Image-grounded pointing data
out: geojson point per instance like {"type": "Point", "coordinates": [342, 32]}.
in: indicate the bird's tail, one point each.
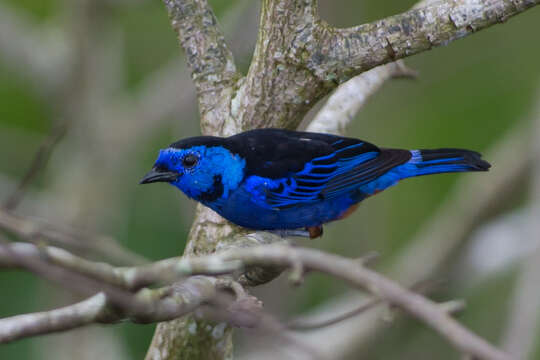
{"type": "Point", "coordinates": [425, 162]}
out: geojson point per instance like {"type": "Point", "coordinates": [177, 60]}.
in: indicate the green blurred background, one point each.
{"type": "Point", "coordinates": [468, 94]}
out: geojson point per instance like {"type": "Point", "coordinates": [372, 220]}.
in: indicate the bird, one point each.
{"type": "Point", "coordinates": [294, 182]}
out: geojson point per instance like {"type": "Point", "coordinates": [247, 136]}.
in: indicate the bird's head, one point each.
{"type": "Point", "coordinates": [202, 167]}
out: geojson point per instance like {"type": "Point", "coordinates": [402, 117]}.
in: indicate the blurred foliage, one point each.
{"type": "Point", "coordinates": [467, 95]}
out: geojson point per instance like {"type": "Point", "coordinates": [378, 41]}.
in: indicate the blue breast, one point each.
{"type": "Point", "coordinates": [242, 208]}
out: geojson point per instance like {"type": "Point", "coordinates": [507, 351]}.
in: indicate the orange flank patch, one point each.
{"type": "Point", "coordinates": [314, 231]}
{"type": "Point", "coordinates": [348, 212]}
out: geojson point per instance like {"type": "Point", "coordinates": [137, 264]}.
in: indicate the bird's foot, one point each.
{"type": "Point", "coordinates": [285, 233]}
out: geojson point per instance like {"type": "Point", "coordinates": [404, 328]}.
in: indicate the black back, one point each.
{"type": "Point", "coordinates": [276, 153]}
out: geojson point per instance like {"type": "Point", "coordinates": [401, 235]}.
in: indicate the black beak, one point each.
{"type": "Point", "coordinates": [156, 175]}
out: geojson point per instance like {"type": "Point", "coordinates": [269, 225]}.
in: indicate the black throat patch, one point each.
{"type": "Point", "coordinates": [214, 192]}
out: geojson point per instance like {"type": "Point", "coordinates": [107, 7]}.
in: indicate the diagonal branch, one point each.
{"type": "Point", "coordinates": [343, 105]}
{"type": "Point", "coordinates": [211, 62]}
{"type": "Point", "coordinates": [342, 53]}
{"type": "Point", "coordinates": [144, 307]}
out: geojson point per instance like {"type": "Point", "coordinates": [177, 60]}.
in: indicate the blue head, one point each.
{"type": "Point", "coordinates": [202, 167]}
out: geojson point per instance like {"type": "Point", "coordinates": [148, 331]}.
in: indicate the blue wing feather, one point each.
{"type": "Point", "coordinates": [327, 176]}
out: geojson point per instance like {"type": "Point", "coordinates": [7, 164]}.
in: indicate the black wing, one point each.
{"type": "Point", "coordinates": [312, 166]}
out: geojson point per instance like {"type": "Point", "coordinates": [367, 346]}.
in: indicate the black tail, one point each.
{"type": "Point", "coordinates": [447, 160]}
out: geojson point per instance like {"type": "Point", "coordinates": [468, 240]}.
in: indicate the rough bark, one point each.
{"type": "Point", "coordinates": [298, 60]}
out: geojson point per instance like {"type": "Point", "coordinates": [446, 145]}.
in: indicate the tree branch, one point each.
{"type": "Point", "coordinates": [86, 312]}
{"type": "Point", "coordinates": [344, 104]}
{"type": "Point", "coordinates": [141, 308]}
{"type": "Point", "coordinates": [211, 62]}
{"type": "Point", "coordinates": [342, 53]}
{"type": "Point", "coordinates": [33, 230]}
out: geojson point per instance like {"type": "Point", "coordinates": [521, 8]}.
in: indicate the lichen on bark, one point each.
{"type": "Point", "coordinates": [298, 59]}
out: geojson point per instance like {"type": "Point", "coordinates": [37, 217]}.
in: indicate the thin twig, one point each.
{"type": "Point", "coordinates": [348, 270]}
{"type": "Point", "coordinates": [39, 162]}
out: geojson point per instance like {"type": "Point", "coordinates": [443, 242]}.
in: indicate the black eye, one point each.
{"type": "Point", "coordinates": [189, 160]}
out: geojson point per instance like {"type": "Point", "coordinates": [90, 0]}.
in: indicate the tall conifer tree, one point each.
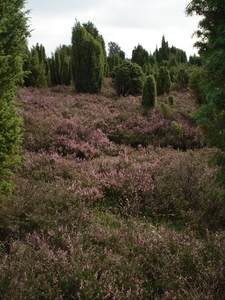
{"type": "Point", "coordinates": [88, 58]}
{"type": "Point", "coordinates": [13, 34]}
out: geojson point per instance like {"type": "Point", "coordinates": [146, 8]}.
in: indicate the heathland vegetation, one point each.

*Exercise directions:* Each record should be written out again exactly, though without its pictures.

*Finished exercise:*
out: geojson point per instance like {"type": "Point", "coordinates": [342, 32]}.
in: indicate the bird's tail, one point each.
{"type": "Point", "coordinates": [425, 162]}
out: geojson point per instance like {"type": "Point", "coordinates": [177, 60]}.
in: indicate the green blurred background, one point each.
{"type": "Point", "coordinates": [468, 94]}
out: geojson point per instance like {"type": "Point", "coordinates": [372, 220]}.
in: indicate the bird, one point each.
{"type": "Point", "coordinates": [294, 182]}
out: geojson point per instance like {"type": "Point", "coordinates": [247, 136]}.
in: indicate the bird's head, one point each.
{"type": "Point", "coordinates": [202, 167]}
out: geojson point per instance like {"type": "Point", "coordinates": [402, 117]}.
in: indicate the blurred foliage, one point each.
{"type": "Point", "coordinates": [467, 95]}
out: geojson point per instance like {"type": "Point", "coordinates": [378, 41]}.
in: indicate the blue breast, one point each.
{"type": "Point", "coordinates": [242, 208]}
out: geojson point per instance like {"type": "Point", "coordinates": [507, 351]}.
in: indicate the orange flank patch, one point each.
{"type": "Point", "coordinates": [314, 231]}
{"type": "Point", "coordinates": [348, 212]}
out: geojson point per instance like {"type": "Point", "coordinates": [137, 264]}.
in: indicate the bird's foot, one point each.
{"type": "Point", "coordinates": [285, 233]}
out: geojson point per instance like {"type": "Point", "coordinates": [404, 328]}.
in: indicate the black back, one point each.
{"type": "Point", "coordinates": [276, 153]}
out: geojson point per instance like {"type": "Point", "coordinates": [401, 235]}.
in: indicate the black beak, one point each.
{"type": "Point", "coordinates": [156, 175]}
out: geojson point per instance like {"type": "Point", "coordinates": [269, 225]}.
in: indicate the black throat patch, one point each.
{"type": "Point", "coordinates": [214, 192]}
out: geojson point per instance like {"type": "Point", "coordinates": [107, 7]}.
in: indicate the diagonal branch, one point each.
{"type": "Point", "coordinates": [343, 105]}
{"type": "Point", "coordinates": [211, 62]}
{"type": "Point", "coordinates": [342, 53]}
{"type": "Point", "coordinates": [144, 307]}
out: geojson point per instance like {"type": "Point", "coordinates": [177, 60]}.
in: indicate the blue head, one point each.
{"type": "Point", "coordinates": [202, 167]}
out: geojson point per instance like {"type": "Point", "coordinates": [148, 331]}.
in: indicate the blue wing feather, one point each.
{"type": "Point", "coordinates": [327, 176]}
out: geojson point per instance like {"type": "Point", "coordinates": [7, 164]}.
in: indicate the black wing, one point each.
{"type": "Point", "coordinates": [312, 166]}
out: geojson point per instance like {"type": "Point", "coordinates": [367, 346]}.
in: indicate the black tail, one point each.
{"type": "Point", "coordinates": [447, 160]}
out: geojson point per instance like {"type": "Point", "coordinates": [468, 240]}.
in: indicate the rough bark, one point each.
{"type": "Point", "coordinates": [298, 60]}
out: geojson point per instance like {"type": "Point", "coordinates": [446, 145]}.
in: indicate the tree branch, one point each.
{"type": "Point", "coordinates": [86, 312]}
{"type": "Point", "coordinates": [344, 104]}
{"type": "Point", "coordinates": [141, 308]}
{"type": "Point", "coordinates": [211, 62]}
{"type": "Point", "coordinates": [342, 53]}
{"type": "Point", "coordinates": [33, 230]}
out: geojson point per instance like {"type": "Point", "coordinates": [521, 8]}.
in: indicate the lichen on bark, one point each.
{"type": "Point", "coordinates": [298, 59]}
out: geojson point per instance like {"type": "Point", "coordinates": [37, 217]}.
in: indicate the thin twig, one point each.
{"type": "Point", "coordinates": [348, 270]}
{"type": "Point", "coordinates": [39, 162]}
out: geojson point per instance like {"type": "Point", "coordinates": [443, 242]}.
in: indicate the black eye, one point each.
{"type": "Point", "coordinates": [189, 160]}
out: geojson point per instance like {"type": "Point", "coordinates": [90, 0]}.
in: indicate the tall conifer tree, one point each.
{"type": "Point", "coordinates": [88, 58]}
{"type": "Point", "coordinates": [13, 34]}
out: geojson point per instance like {"type": "Point", "coordinates": [146, 8]}.
in: indicate the heathland vegetation, one point each.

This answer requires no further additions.